To do>
1. In the BigQuery clustering text, what type of fields are title_embed and abstract_embed?
2. From the BigQuery clustering text, quote the part that opens with the words containing "The example BigQuery" and closes with "have created previously.".
3. Extend the text on clustering publications with BigQuery ML, picking up from its last sentence.

Text provided>
--------------------

Taking a look at the table within Google BigQuery (web interface) we can see the schema. It contains title_embed and abstract_embed both of which are repeated fields of FLOAT type.

schema

5. Create k-means cluster models

Warning

The example BigQuery SQL statement below use BigQuery ML which has a different charging model when it comes to creating models. Please keep this in mind and approximate how much it could potentially cost before executing any of the SQL statements. Pricing details are available from Google here: BigQuery ML Pricing.

The most time consuming and computationally expensive part of this example is the clustering process itself. Luckily we can utilise BigQuery ML to create the models and create the clusters of publications based on the word embeddings we have created previously.

--------------------

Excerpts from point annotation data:

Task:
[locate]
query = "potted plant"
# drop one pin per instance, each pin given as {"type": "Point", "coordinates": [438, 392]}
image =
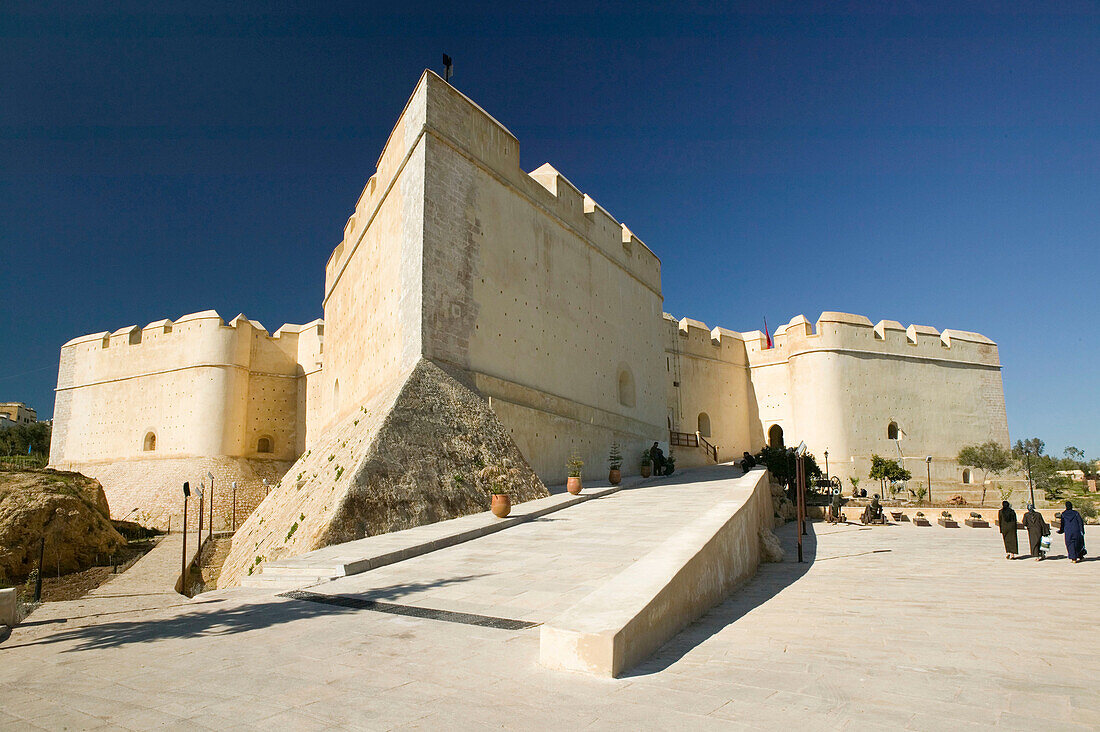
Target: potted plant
{"type": "Point", "coordinates": [496, 479]}
{"type": "Point", "coordinates": [975, 521]}
{"type": "Point", "coordinates": [615, 465]}
{"type": "Point", "coordinates": [573, 466]}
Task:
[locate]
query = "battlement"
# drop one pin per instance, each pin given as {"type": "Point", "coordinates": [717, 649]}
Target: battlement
{"type": "Point", "coordinates": [837, 331]}
{"type": "Point", "coordinates": [197, 338]}
{"type": "Point", "coordinates": [438, 109]}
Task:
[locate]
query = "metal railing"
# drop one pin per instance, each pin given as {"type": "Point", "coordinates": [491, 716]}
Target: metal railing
{"type": "Point", "coordinates": [712, 450]}
{"type": "Point", "coordinates": [682, 439]}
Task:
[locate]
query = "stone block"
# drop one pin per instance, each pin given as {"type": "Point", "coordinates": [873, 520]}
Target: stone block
{"type": "Point", "coordinates": [9, 607]}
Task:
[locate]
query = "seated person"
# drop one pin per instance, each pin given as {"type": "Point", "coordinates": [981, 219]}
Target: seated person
{"type": "Point", "coordinates": [872, 514]}
{"type": "Point", "coordinates": [834, 510]}
{"type": "Point", "coordinates": [657, 455]}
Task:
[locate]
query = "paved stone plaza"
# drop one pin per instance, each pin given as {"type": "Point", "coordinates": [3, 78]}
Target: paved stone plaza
{"type": "Point", "coordinates": [887, 627]}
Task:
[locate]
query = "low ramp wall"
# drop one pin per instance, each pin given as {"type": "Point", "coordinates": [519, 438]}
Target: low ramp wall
{"type": "Point", "coordinates": [630, 616]}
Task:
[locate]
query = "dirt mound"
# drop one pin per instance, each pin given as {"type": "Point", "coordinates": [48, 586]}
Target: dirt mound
{"type": "Point", "coordinates": [408, 457]}
{"type": "Point", "coordinates": [68, 509]}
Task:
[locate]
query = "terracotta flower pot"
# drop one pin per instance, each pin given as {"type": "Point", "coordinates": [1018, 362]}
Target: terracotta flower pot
{"type": "Point", "coordinates": [502, 504]}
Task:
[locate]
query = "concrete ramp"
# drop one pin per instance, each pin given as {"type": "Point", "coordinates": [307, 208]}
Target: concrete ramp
{"type": "Point", "coordinates": [633, 614]}
{"type": "Point", "coordinates": [406, 458]}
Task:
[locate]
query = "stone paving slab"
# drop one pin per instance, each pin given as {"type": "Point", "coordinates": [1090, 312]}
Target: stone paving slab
{"type": "Point", "coordinates": [887, 627]}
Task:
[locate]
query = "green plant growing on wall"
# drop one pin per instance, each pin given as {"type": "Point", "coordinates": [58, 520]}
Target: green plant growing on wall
{"type": "Point", "coordinates": [498, 479]}
{"type": "Point", "coordinates": [615, 457]}
{"type": "Point", "coordinates": [884, 470]}
{"type": "Point", "coordinates": [574, 465]}
{"type": "Point", "coordinates": [921, 492]}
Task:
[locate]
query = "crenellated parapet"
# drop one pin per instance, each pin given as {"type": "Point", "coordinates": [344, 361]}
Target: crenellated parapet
{"type": "Point", "coordinates": [195, 339]}
{"type": "Point", "coordinates": [438, 109]}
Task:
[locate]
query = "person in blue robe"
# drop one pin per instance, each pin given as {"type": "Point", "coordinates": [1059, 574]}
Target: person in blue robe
{"type": "Point", "coordinates": [1073, 527]}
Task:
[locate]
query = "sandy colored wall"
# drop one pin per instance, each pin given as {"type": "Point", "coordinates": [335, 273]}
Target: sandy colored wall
{"type": "Point", "coordinates": [839, 383]}
{"type": "Point", "coordinates": [373, 279]}
{"type": "Point", "coordinates": [536, 290]}
{"type": "Point", "coordinates": [706, 373]}
{"type": "Point", "coordinates": [201, 386]}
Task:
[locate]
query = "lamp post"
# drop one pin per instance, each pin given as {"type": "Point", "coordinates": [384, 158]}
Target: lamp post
{"type": "Point", "coordinates": [927, 463]}
{"type": "Point", "coordinates": [210, 530]}
{"type": "Point", "coordinates": [201, 491]}
{"type": "Point", "coordinates": [187, 492]}
{"type": "Point", "coordinates": [1031, 485]}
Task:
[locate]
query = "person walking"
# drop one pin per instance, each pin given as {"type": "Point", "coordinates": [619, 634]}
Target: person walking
{"type": "Point", "coordinates": [1036, 530]}
{"type": "Point", "coordinates": [1073, 526]}
{"type": "Point", "coordinates": [1007, 521]}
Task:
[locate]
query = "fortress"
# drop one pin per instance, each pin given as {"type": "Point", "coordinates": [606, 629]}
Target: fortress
{"type": "Point", "coordinates": [472, 313]}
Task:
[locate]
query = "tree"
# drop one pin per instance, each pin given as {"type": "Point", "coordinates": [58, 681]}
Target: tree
{"type": "Point", "coordinates": [1033, 445]}
{"type": "Point", "coordinates": [883, 470]}
{"type": "Point", "coordinates": [988, 457]}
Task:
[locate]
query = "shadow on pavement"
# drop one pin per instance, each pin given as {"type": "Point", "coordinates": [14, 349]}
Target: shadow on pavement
{"type": "Point", "coordinates": [191, 622]}
{"type": "Point", "coordinates": [770, 580]}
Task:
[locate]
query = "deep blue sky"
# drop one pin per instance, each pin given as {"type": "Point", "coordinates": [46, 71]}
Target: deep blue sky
{"type": "Point", "coordinates": [914, 164]}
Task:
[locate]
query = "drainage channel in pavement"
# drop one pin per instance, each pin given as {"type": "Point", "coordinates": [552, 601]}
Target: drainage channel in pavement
{"type": "Point", "coordinates": [447, 615]}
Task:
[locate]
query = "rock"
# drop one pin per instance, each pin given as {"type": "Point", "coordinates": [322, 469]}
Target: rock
{"type": "Point", "coordinates": [68, 507]}
{"type": "Point", "coordinates": [408, 457]}
{"type": "Point", "coordinates": [770, 548]}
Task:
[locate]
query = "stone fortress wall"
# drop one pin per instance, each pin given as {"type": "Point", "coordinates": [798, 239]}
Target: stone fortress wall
{"type": "Point", "coordinates": [157, 405]}
{"type": "Point", "coordinates": [845, 385]}
{"type": "Point", "coordinates": [524, 287]}
{"type": "Point", "coordinates": [519, 280]}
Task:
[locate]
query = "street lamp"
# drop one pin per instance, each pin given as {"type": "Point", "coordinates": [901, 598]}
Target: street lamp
{"type": "Point", "coordinates": [927, 462]}
{"type": "Point", "coordinates": [210, 476]}
{"type": "Point", "coordinates": [187, 492]}
{"type": "Point", "coordinates": [1031, 485]}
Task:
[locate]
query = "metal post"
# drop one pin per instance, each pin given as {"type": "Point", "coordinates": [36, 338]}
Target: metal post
{"type": "Point", "coordinates": [201, 496]}
{"type": "Point", "coordinates": [210, 528]}
{"type": "Point", "coordinates": [1031, 485]}
{"type": "Point", "coordinates": [183, 570]}
{"type": "Point", "coordinates": [927, 463]}
{"type": "Point", "coordinates": [42, 553]}
{"type": "Point", "coordinates": [799, 498]}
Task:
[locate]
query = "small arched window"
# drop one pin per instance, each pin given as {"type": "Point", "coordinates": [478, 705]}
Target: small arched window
{"type": "Point", "coordinates": [626, 388]}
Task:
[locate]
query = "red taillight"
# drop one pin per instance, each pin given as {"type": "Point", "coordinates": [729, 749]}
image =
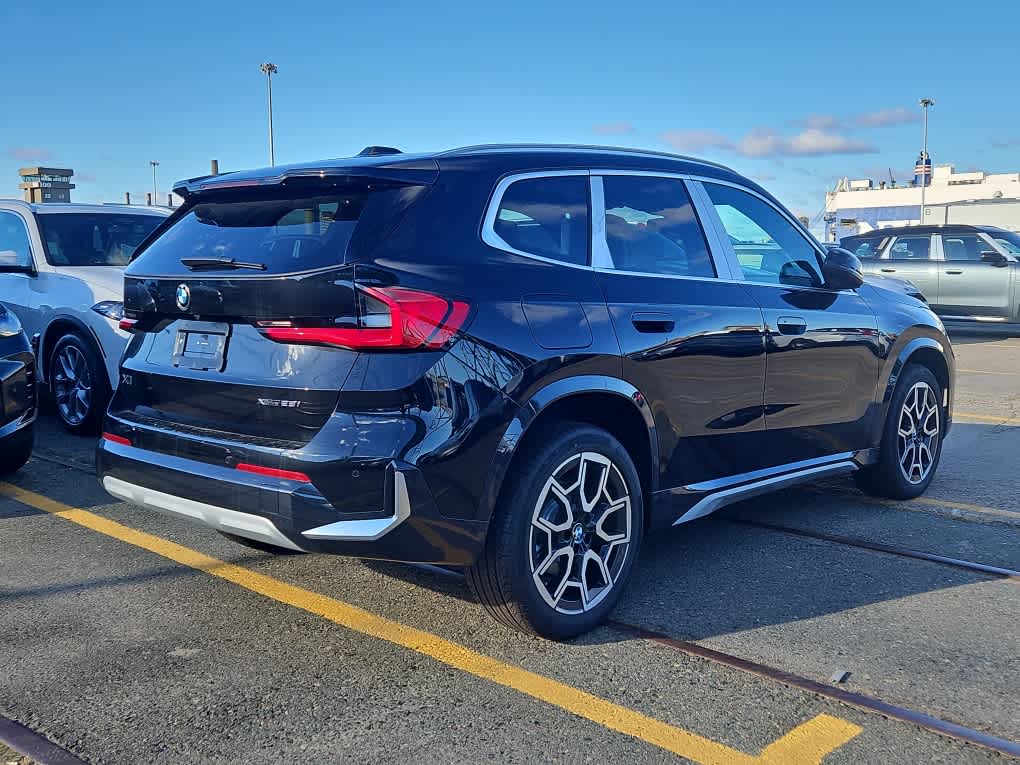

--------------------

Expected outputs>
1. Both are repeated fields of FLOAT type.

2.
The example BigQuery SQL statement below use BigQuery ML which has a different charging model when it comes to creating models. Please keep this in mind and approximate how much it could potentially cost before executing any of the SQL statements. Pricing details are available from Google here: BigQuery ML Pricing.

The most time consuming and computationally expensive part of this example is the clustering process itself. Luckily we can utilise BigQuery ML to create the models and create the clusters of publications based on the word embeddings we have created previously.

3.
In this example we will use k-means clustering to attempt to assign each publication to a grouping of semantically similar publications (based on abstracts). Essentially k-means clustering attempts to partition the individual items using Euclidean distance as the metric and minimising the within cluster sum of squares (ie. minimise squared errors).

The primary input parameter that controls the k-means models is the number of partitions (ie. how many clusters we want to partition into). We can use some crude hyper-parameter tuning through creating numerous k-means models on our dataset, attempting to determine what a “good” number of clusters may look like for our set of data. It is important to understand however that because of the approach k-means clustering utilises when assigning items to partitions it is important to analysis the results as a local minimums are a possibility.

DECLARE NUM_CLUSTERS INT64 DEFAULT 10;
DECLARE MODEL_NAME STRING;

WHILE NUM_CLUSTERS < 60 DO
SET MODEL_NAME = CONCAT('my-gbq-project.clustering.model_nz_pubs_',
                            CAST(NUM_CLUSTERS AS STRING));
EXECUTE IMMEDIATE format("""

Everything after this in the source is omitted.